● **DOCUMENT**
With other NFC West teams teetering, how will Rams handle prosperity?

The first quarter of the NFL season is in the books, the Los Angeles Rams are 4-0, and face another round of questions and tests:

How will they handle prosperity?

The Rams were a feel-good story last season, a team that bobbed back up after years of mediocrity (or worse) and had a media darling in coach Sean McVay. But there have been a lot of one-year wonders in this league, so the tendency is to approach quick turnarounds with skepticism.

Clearly, last season was no fluke. The Rams are the best team in the league at this point, and that brings the weight of expectation _ and typically brings out the best in opponents.

How will they handle adversity? It's coming in some form. It always does.

So far, it has been pretty smooth sailing, even with the loss of kicker Greg Zuerlein, cornerback Aqib Talib, linebacker Dominique Easley and returner Pharoh Cooper. In Thursday's victory over Minnesota, there were some breakdowns in coverage and not enough of a pass rush off the edges. Still, the interior rush came to life, and when the Rams offense is rolling like it is, it's going to be hard for teams to keep pace.

How will they handle the road?

Four of the next five games are away from the Coliseum, with the only home game during that stretch coming Oct. 28 against Green Bay. So far, the Rams are road warriors, with a 9-1 record away from home under McVay, counting London, with the only loss coming at Minnesota last year _ a score they settled last week.

What about the NFC West?

The next three weeks will be crucial, as the Rams play at Seattle and at San Francisco, their two biggest divisional road challenges. They are 7 {-point favorites at Seattle, where last season they obliterated the Seahawks 42-7. That was the most lopsided loss in coach Pete Carroll's tenure, a defeat safety Bradley McDougald called "embarrassing and humbling."

It all goes back to handling prosperity for the Rams, because the rest of the teams in the division have hit hard times while Los Angeles continues to rise. The 49ers have lost quarterback Jimmy Garoppolo. The winless Arizona Cardinals already have moved on to rookie quarterback Josh Rosen.

The Seahawks lost Sunday the last vestiges of the Legion of Boom secondary when safety Earl Thomas suffered a broken leg, then gave the finger to his team as he was being carted off the field. He has been in a contentious contract dispute with the club and looked to be on his way to Kansas City by way of trade before he was injured.

"Give him a little slack," Carroll said of Thomas on Monday, during his weekly day-after-game radio show on ESPN 710 Seattle. "This is a very, very difficult moment that most people would never understand what it's about."

It won't get easier for the Seahawks defense. They're facing a Rams team that in four games has scored 33, 34, 35 and 38 points.

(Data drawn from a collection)
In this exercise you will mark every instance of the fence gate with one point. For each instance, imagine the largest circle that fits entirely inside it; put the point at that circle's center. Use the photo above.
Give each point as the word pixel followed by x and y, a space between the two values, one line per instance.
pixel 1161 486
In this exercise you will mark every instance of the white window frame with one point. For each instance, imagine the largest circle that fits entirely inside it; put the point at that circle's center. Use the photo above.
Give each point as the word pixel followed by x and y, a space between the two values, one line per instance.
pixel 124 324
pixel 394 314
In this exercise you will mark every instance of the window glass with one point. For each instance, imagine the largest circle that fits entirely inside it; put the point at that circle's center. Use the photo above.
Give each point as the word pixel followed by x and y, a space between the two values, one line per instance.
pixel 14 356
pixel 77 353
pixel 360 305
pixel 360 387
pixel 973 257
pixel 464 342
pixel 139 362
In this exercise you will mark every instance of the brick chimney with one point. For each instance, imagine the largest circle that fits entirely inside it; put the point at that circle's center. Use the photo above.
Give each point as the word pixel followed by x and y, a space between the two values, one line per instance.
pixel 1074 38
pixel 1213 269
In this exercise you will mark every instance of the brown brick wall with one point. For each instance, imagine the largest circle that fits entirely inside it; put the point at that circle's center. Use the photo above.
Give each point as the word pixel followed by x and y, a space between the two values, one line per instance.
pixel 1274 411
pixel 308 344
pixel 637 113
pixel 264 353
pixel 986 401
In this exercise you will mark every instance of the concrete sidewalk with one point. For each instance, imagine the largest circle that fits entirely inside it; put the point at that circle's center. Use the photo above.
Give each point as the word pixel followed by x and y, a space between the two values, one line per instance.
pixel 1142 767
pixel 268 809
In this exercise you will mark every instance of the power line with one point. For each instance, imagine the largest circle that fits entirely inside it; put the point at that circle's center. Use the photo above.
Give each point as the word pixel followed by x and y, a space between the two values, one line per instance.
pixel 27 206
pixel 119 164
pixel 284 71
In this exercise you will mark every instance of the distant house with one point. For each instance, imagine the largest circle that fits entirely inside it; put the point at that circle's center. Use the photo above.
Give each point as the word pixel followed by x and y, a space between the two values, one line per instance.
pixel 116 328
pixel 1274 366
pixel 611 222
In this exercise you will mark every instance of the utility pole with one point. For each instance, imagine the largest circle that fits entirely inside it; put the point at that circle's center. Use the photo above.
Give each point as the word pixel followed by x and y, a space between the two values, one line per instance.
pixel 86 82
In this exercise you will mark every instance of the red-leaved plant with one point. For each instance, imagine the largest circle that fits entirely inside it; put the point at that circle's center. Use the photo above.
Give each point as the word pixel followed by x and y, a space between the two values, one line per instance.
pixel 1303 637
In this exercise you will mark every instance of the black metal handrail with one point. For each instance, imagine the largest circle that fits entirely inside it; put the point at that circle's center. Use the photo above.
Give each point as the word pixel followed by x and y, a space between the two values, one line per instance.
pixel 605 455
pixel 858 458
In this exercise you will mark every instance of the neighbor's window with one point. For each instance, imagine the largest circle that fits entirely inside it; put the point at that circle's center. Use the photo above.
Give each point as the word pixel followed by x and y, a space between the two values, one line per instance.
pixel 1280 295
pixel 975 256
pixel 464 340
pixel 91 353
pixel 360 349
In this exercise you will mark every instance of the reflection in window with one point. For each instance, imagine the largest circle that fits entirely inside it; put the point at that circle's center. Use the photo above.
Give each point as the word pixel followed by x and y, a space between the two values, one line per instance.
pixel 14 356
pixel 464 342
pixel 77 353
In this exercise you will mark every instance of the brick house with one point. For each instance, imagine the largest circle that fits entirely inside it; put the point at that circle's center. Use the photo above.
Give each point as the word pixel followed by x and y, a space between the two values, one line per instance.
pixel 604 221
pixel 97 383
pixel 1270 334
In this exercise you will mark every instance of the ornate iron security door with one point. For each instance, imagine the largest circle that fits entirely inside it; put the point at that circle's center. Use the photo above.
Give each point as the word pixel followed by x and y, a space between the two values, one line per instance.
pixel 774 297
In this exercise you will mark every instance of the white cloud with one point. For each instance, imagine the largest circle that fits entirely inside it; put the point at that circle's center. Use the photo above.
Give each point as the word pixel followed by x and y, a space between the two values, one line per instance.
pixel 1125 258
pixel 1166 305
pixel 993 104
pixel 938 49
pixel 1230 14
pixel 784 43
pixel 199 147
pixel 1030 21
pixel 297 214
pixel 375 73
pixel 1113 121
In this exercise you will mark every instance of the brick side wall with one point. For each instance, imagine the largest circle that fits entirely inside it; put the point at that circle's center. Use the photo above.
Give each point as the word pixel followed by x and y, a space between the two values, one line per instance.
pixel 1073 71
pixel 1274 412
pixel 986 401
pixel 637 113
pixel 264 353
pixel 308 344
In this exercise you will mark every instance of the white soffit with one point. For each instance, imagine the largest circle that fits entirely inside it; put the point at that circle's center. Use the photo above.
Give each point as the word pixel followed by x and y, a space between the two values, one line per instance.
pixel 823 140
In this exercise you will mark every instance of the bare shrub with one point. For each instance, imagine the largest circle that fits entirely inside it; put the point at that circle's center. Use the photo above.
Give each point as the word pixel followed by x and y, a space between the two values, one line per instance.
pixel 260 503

--

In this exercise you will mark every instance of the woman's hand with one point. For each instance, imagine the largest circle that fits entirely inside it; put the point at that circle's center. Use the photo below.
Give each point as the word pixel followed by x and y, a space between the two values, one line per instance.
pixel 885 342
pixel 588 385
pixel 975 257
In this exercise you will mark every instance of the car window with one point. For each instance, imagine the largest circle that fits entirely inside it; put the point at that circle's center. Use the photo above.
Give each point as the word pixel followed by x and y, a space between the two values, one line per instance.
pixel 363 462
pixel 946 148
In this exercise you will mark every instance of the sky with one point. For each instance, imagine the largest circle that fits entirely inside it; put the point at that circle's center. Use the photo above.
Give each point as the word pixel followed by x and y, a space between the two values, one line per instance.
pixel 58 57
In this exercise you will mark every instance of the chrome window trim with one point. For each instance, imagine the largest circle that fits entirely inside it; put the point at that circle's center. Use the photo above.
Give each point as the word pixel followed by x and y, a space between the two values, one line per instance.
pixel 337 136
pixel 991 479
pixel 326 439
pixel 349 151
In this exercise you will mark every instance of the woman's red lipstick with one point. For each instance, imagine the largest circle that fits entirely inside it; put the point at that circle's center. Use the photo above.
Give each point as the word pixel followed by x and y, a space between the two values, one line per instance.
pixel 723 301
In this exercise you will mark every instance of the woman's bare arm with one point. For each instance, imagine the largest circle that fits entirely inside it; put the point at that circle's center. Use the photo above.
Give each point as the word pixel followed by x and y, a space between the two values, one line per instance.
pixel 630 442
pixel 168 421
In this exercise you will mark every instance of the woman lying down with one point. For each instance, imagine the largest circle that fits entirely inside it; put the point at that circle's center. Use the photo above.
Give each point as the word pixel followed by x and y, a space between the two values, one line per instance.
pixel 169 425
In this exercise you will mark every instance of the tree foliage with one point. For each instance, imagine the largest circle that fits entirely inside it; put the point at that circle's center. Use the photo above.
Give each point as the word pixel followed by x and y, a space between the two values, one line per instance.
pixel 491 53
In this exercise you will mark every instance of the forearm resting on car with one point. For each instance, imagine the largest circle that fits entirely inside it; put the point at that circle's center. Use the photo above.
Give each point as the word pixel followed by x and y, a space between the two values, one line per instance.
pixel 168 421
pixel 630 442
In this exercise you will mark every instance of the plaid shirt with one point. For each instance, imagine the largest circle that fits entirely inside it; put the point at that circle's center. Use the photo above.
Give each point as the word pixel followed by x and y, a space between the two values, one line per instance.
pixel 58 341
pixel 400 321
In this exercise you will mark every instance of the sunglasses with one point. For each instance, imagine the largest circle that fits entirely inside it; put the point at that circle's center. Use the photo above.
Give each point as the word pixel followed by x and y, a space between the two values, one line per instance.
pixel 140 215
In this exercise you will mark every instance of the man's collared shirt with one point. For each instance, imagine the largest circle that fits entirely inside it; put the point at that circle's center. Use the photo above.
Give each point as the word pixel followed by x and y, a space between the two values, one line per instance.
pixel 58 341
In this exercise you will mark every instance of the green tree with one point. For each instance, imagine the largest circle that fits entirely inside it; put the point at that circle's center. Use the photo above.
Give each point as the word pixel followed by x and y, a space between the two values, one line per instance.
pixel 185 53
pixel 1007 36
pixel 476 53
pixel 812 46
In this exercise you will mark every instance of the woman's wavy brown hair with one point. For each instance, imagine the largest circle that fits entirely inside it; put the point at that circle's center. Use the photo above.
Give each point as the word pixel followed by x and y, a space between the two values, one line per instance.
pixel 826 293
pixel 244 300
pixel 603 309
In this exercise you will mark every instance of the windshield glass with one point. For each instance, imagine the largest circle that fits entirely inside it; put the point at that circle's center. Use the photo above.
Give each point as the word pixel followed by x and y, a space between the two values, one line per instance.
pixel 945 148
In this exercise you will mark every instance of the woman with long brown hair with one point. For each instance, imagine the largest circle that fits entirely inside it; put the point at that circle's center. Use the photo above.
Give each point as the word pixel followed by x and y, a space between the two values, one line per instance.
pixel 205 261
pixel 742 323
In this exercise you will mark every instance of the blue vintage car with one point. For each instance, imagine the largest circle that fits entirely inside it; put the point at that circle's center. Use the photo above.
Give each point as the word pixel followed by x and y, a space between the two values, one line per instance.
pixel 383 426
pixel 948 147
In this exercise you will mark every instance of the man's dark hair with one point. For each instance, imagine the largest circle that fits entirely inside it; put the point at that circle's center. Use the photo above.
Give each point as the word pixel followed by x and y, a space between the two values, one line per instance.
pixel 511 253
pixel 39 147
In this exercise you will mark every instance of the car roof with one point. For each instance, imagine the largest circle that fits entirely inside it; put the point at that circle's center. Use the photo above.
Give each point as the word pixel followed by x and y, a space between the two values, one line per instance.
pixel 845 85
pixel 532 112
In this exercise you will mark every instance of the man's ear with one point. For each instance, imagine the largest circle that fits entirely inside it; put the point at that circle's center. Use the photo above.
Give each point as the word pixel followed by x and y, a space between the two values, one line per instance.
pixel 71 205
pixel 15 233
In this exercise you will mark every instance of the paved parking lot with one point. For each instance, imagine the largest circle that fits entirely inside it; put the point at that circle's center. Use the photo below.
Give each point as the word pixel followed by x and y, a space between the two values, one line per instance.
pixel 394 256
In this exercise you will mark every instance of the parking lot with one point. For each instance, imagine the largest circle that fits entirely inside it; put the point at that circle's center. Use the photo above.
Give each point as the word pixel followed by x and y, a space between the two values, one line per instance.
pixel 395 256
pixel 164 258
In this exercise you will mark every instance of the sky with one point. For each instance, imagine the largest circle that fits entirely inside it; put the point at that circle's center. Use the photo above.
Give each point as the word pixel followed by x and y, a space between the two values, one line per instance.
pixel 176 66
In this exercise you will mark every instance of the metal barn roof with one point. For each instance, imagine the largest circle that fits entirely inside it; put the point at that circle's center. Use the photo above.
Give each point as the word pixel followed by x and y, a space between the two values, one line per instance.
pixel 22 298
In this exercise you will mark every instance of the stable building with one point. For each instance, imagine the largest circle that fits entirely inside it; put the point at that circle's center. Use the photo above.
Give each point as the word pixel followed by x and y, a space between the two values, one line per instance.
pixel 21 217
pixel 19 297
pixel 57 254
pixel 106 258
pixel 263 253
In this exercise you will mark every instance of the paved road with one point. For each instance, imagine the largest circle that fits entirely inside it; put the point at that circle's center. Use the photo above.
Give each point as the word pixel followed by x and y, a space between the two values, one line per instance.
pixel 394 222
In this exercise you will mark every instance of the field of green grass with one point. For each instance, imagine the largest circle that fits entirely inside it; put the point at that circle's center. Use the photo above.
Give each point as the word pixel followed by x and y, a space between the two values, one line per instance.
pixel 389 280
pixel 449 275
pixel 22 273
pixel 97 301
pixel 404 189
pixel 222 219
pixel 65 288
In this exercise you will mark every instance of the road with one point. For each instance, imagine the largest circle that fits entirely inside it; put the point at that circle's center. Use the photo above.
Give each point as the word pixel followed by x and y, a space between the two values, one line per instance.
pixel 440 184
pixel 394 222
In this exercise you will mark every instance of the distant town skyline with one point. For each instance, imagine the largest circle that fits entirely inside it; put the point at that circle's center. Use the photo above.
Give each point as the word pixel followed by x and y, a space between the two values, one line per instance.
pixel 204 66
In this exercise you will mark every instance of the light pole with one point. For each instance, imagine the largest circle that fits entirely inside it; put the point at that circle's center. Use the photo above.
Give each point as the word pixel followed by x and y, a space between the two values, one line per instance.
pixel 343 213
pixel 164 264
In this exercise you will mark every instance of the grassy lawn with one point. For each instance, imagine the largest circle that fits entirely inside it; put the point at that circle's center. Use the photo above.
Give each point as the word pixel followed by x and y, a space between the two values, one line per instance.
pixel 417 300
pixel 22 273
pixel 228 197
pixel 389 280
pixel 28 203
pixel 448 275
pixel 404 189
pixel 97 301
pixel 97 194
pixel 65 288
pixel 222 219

● **GIVEN PROBLEM**
Edit the Rams article from "So far, it has" through "handle the road?", replacing "smooth sailing" with "easy going", and write out that revised passage.

● **ANSWER IN FULL**
So far, it has been pretty easy going, even with the loss of kicker Greg Zuerlein, cornerback Aqib Talib, linebacker Dominique Easley and returner Pharoh Cooper. In Thursday's victory over Minnesota, there were some breakdowns in coverage and not enough of a pass rush off the edges. Still, the interior rush came to life, and when the Rams offense is rolling like it is, it's going to be hard for teams to keep pace.

How will they handle the road?